── TEXTE DU DOCUMENT ──
Valentino Garavani, fondateur de la maison, menait pour sa part une vie très jet-set. Y a-t-il eu un moment au cours de votre carrière où vous avez eu le sentiment que vous devriez vous conformer à ce modèle ?
Le style de vie de M. Valentino était fidèle à sa personnalité. Au début, quand j’étais jeune, j’ai cru un temps qu’il fallait mener une vie très glamour pour devenir directeur artistique, car, bien sûr, la profession est entourée de quelques clichés. Mais j’ai vite compris qu’il était impossible de changer ma personnalité profonde. Je me suis donc dit que je devais plutôt injecter un peu de moi-même dans mon travail. Je suis un directeur de création qui vit à Nettuno, en dehors des grandes métropoles. Je me rends rarement à des fêtes, et je participe assez peu à la vie sociale de notre milieu. Lorsque je veux le faire, je ne me l’interdis pas, mais ce n’est pas ce qui fait mon quotidien. Ma liberté est vitale pour moi, et je crois réellement que la mode peut apporter des messages. Il n’est pas question d’intellectualisme, mais de transmettre des valeurs et des émotions, au-delà des vêtements. Car soyons honnêtes, les gens n’ont pas vraiment besoin d’acheter encore des vêtements. Pour les convaincre, il faut les toucher, leur offrir une émotion. J’adore cette phrase célèbre de Diana Vreeland : “Ne leur donnez pas ce qu’ils veulent, faites en sorte qu’ils veuillent ce que vous leur donnez.” La mode n’est pas obligée de fournir des réponses, elle peut aussi poser des questions. J’aime cette idée que les gens peuvent voir le défilé et se dire : “Je ne le savais pas, mais c’est exactement ce que je veux.” Il s’agit de créer une connexion forte avec le Zeitgeist [“l’esprit du temps”].
───
[SÉRIE D'EXERCICES]:
**A.** Répondez brièvement à ces questions sur l'entretien ci-dessus :
(i) Qui a fondé la maison ?
(ii) Dans quelle ville vit le directeur de création interrogé ?
(iii) À qui est attribuée la phrase « Ne leur donnez pas ce qu'ils veulent, faites en sorte qu'ils veuillent ce que vous leur donnez » ?
**B.** Poursuivez l'entretien sur la mode ci-dessus à la suite de sa dernière phrase.
── LIGNES PRÉSENTÉES ──
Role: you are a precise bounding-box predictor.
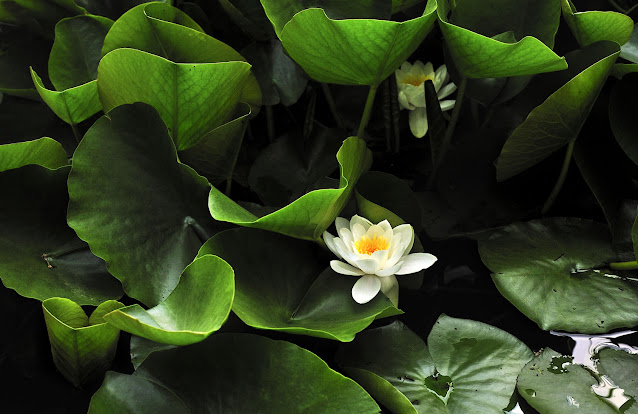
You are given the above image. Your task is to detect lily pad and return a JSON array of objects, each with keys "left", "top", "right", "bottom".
[
  {"left": 337, "top": 315, "right": 532, "bottom": 414},
  {"left": 517, "top": 349, "right": 618, "bottom": 414},
  {"left": 208, "top": 137, "right": 372, "bottom": 240},
  {"left": 437, "top": 0, "right": 567, "bottom": 78},
  {"left": 68, "top": 103, "right": 214, "bottom": 306},
  {"left": 98, "top": 49, "right": 250, "bottom": 151},
  {"left": 89, "top": 334, "right": 379, "bottom": 414},
  {"left": 479, "top": 218, "right": 638, "bottom": 334},
  {"left": 198, "top": 228, "right": 401, "bottom": 341},
  {"left": 609, "top": 72, "right": 638, "bottom": 164},
  {"left": 42, "top": 298, "right": 124, "bottom": 387},
  {"left": 49, "top": 16, "right": 113, "bottom": 91},
  {"left": 0, "top": 137, "right": 69, "bottom": 172},
  {"left": 0, "top": 165, "right": 122, "bottom": 305},
  {"left": 104, "top": 255, "right": 235, "bottom": 345},
  {"left": 561, "top": 0, "right": 634, "bottom": 47},
  {"left": 31, "top": 69, "right": 102, "bottom": 125},
  {"left": 496, "top": 42, "right": 620, "bottom": 181},
  {"left": 262, "top": 0, "right": 436, "bottom": 86}
]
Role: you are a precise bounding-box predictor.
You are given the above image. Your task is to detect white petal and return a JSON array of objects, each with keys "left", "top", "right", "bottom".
───
[RÉSULTATS DE L'EXERCICE]:
**A.**
(i) Valentino Garavani.
(ii) À Nettuno.
(iii) À Diana Vreeland.

**B.**
Pensez-vous que la haute couture, malgré ses fortes traditions, soit un terrain où ce Zeitgeist peut s’exprimer ?
Je crois que c’est l’invisible qui rend la haute couture si spéciale. Le rituel qui fait partie de son processus. J’aime la haute couture en tant que culture, pas seulement pour ce qu’elle produit. J’aime la passion que les petites mains des ateliers injectent dans chaque modèle qu’elles réalisent. Je voulais mettre en valeur ce processus, tout en proposant des pièces haute couture qui soient modernes. Il y a cinquante ou soixante ans, les clientes achetaient toute leur garde-robe dans les maisons de haute couture. Aujourd’hui, elles achètent également du prêt-à-porter. Je me suis donc dit que je devais leur proposer des pièces individuelles, qu’elles puissent mixer à leur guise. J’ai donc constitué les silhouettes de cette façon, par superpositions. Faire défiler un trench-coat sur une robe qui a été fabriquée par un autre département des ateliers, c’est tout à fait contraire aux traditions de la haute couture. Au début, il était donc difficile d’entraîner mon équipe dans cette aventure, mais au final, tout le monde était ravi du résultat. Je leur ai même demandé d’utiliser une machine à coudre pour le trench-coat, plutôt que de le réaliser entièrement à la main. Aujourd’hui, de jeunes personnes sont venues renforcer nos effectifs, et ces personnes apportent leur propre culture, leur vision contemporaine. Je vois leur passion au quotidien. Il est donc important pour moi d’inventer une haute couture qui nous emmène vers l’avenir. Il faut conserver le rituel, la beauté des pièces, la précision du sur-mesure, mais les méthodes de travail peuvent s’appliquer aussi bien à un tee-shirt qu’à une robe longue.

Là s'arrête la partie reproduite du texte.